Ao percorremos o caminho Biográfico, muitas vezes nos deparamos com algumas Crises. Fica mais fácil perceber isso quando alguém chega até o profissional de Aconselhamento Biográfico com um incômodo. Ao checarmos a idade da pessoa e o incômodo podemos identificar o tipo de Crise. Porém, pode ser que quando uma crise não foi bem enfrentada e vivida, ela volta independentemente da idade.
As Crises Biográficas podem parecer num primeiro momento algo bem linear e isolado. Percebo cada vez mais nos atendimentos que elas podem chegar juntas, de forma circular, misturando suas substâncias.
As principais Crises são:
Crise de Identidade
Esta crise geralmente acontece entre os 17 e 23 anos. Tem origem na nossa Ancestralidade e se revela quando estamos nos lançando para o mundo. É o momento em que começamos a nos reconhecer como um indivíduo e precisamos nos separar da Ancestralidade. Essa separação dói muito e tem a ver com fazer escolhas individuais. É um auto nascer! Nascer pelo nosso próprio ventre e não mais pelo ventre da nossa mãe.
Fazer escolhas individuais requer amparo Ancestral e não imposição, rigidez ou pressão. É um primeiro passo para aprender a desapegar. Quando não nos desapegamos num processo harmônico, ficamos aprisionados em padrões do pensar, sentir e querer ancestral que estão conectados às épocas culturais, leis verbais e não verbais impostas pela sociedade e histórias peculiares familiares. Muito disso, pode estar implícito no olhar ou no gesto ancestral repreendendo o novo, ou uma escolha diferente e que surpreende e incomoda a tradição.

TRECHOS DOS DADOS:

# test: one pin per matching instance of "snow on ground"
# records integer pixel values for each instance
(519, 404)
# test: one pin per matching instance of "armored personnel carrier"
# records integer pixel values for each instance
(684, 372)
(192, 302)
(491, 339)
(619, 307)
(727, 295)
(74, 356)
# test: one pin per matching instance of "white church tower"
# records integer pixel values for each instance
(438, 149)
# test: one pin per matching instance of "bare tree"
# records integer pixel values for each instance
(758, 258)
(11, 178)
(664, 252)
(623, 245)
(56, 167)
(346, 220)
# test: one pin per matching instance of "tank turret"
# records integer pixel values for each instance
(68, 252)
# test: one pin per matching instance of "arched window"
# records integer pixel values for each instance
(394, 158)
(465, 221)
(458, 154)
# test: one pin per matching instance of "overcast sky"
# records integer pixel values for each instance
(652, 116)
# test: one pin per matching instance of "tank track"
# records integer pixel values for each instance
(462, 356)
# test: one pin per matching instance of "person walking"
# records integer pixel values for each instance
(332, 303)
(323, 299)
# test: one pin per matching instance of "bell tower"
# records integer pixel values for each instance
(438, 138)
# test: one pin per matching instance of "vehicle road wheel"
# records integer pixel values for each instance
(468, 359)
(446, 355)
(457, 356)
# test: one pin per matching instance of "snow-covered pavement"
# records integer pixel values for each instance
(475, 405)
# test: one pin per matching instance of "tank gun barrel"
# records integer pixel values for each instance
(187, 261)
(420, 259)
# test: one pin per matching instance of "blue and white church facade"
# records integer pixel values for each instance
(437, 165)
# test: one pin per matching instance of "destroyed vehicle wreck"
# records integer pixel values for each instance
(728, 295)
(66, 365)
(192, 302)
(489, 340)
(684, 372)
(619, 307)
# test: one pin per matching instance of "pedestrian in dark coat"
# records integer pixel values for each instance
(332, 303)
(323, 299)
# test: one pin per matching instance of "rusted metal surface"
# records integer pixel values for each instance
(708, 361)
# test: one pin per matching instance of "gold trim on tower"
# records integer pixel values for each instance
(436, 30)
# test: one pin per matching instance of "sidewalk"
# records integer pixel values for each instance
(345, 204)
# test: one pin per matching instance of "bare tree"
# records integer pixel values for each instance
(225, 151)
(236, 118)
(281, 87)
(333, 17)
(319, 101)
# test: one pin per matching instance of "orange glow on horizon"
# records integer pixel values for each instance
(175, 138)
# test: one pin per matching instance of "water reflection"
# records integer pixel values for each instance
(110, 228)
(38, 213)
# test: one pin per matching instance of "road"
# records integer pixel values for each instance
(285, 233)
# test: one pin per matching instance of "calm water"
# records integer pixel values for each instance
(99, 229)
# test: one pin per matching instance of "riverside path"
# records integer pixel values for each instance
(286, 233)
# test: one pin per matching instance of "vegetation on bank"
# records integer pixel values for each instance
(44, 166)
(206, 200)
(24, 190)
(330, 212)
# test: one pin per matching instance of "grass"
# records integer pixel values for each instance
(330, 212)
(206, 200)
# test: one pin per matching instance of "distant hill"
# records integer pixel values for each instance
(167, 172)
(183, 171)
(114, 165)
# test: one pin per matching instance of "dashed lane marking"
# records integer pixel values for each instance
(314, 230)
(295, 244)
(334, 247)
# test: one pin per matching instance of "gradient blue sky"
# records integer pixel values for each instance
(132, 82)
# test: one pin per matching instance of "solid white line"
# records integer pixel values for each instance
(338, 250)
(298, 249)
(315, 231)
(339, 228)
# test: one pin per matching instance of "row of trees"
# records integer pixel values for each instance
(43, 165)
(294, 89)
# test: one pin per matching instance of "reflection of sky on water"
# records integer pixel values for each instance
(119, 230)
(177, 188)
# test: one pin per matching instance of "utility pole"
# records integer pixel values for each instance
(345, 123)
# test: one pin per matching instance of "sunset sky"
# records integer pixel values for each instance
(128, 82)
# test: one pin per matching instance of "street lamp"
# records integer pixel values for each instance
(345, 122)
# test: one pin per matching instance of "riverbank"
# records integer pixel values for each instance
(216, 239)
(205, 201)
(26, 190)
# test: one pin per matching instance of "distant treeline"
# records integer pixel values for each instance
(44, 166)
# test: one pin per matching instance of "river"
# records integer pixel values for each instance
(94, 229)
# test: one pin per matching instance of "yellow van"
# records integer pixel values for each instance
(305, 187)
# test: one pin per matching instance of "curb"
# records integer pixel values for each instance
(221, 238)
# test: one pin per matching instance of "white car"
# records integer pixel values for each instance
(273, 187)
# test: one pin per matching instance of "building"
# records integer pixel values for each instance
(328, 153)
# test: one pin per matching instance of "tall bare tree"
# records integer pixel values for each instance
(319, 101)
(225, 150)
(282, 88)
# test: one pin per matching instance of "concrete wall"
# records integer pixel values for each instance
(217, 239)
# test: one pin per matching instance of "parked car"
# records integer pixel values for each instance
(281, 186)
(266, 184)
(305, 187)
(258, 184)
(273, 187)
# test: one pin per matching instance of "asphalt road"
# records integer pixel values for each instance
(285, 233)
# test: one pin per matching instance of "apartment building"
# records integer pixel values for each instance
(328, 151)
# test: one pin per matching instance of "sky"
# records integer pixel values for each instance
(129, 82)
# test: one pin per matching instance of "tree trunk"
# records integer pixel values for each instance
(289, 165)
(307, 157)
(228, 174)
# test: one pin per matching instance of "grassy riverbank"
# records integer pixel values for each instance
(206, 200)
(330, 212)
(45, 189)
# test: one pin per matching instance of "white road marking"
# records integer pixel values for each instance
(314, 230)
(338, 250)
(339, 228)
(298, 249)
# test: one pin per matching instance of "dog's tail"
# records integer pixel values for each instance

REQUISITOS:
1. Transcreva, do texto sobre as crises biográficas, o trecho de "As principais Crises" a "da nossa mãe.".
2. Segundo o texto sobre as crises biográficas, fazer escolhas individuais requer amparo Ancestral e não quais coisas? Liste todas.
3. Responda com base no texto sobre as crises biográficas:
(a) Entre quais idades a Crise de Identidade geralmente acontece?
(b) O que se checa para identificar o tipo de crise de quem chega com um incômodo?
(c) Onde tem origem a Crise de Identidade?
Os dados não têm relação com o texto sobre as crises biográficas.

AS RESPOSTAS:
1.
As principais Crises são:
Crise de Identidade
Esta crise geralmente acontece entre os 17 e 23 anos. Tem origem na nossa Ancestralidade e se revela quando estamos nos lançando para o mundo. É o momento em que começamos a nos reconhecer como um indivíduo e precisamos nos separar da Ancestralidade. Essa separação dói muito e tem a ver com fazer escolhas individuais. É um auto nascer! Nascer pelo nosso próprio ventre e não mais pelo ventre da nossa mãe.

2.
Imposição
Rigidez
Pressão

3.
(a) Entre os 17 e os 23 anos.
(b) A idade da pessoa e o incômodo.
(c) Na nossa Ancestralidade.